→ WHAT TO WORK ON
Count the lines in the records below that contain the string "concrete". Reply with the number only.
*** GIVEN RECORDS
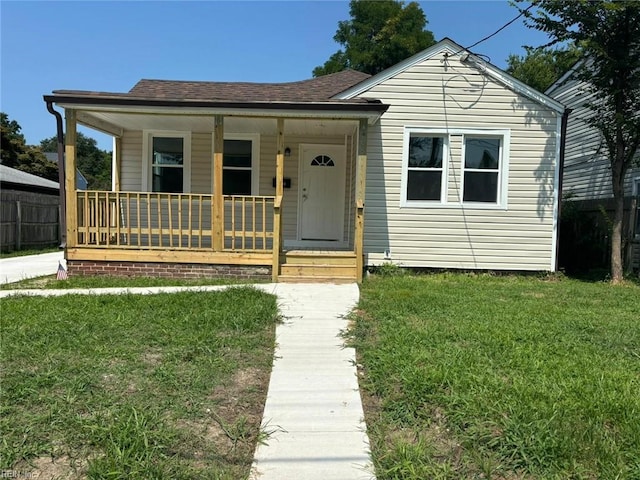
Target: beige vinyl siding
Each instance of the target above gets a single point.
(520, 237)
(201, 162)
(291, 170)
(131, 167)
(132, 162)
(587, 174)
******
*** GIVEN RECORDS
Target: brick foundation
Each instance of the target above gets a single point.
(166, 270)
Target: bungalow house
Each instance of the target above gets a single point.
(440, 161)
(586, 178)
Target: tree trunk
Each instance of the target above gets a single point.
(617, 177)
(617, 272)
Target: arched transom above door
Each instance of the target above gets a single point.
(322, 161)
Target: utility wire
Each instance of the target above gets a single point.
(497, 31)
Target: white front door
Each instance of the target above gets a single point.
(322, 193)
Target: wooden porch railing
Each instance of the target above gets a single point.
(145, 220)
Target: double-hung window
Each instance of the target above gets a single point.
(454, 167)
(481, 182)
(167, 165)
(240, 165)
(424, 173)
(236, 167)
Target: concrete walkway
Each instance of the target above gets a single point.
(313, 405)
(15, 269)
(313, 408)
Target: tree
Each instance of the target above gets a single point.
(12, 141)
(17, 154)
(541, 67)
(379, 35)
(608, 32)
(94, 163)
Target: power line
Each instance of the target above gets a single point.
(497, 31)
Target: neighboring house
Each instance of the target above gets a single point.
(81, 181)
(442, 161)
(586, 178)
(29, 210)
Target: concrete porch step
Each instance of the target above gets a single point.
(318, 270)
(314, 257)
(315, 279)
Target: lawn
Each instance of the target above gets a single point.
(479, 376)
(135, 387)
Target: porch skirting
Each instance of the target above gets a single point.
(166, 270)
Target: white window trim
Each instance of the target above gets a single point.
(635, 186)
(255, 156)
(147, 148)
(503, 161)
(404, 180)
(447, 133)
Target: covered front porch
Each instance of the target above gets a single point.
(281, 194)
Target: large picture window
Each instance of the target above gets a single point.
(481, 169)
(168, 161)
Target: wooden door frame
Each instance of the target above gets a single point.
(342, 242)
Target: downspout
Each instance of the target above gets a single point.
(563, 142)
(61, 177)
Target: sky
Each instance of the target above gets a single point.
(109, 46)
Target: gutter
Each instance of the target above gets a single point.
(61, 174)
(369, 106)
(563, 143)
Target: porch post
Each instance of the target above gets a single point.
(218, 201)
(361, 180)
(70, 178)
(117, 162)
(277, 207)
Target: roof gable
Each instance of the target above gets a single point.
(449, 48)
******
*** GIVEN RECORDS
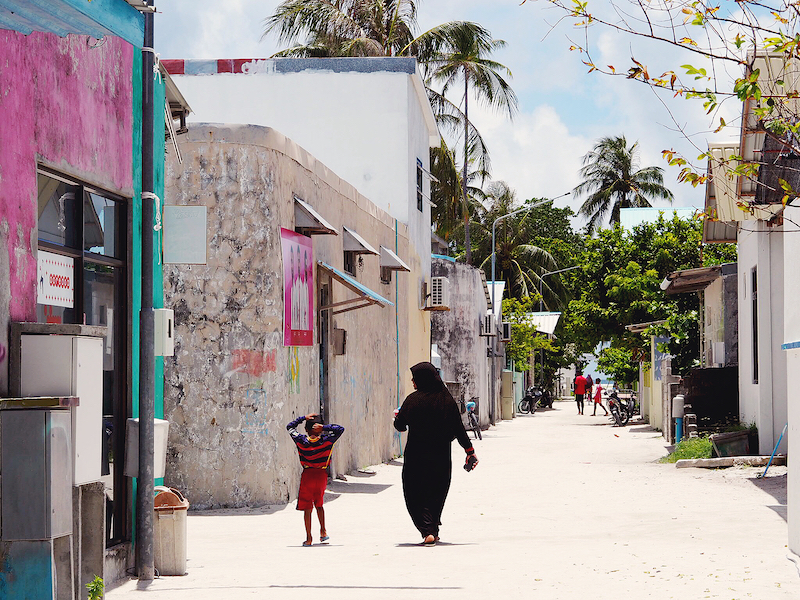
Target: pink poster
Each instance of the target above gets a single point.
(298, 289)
******
→ TASK RESPONSE
2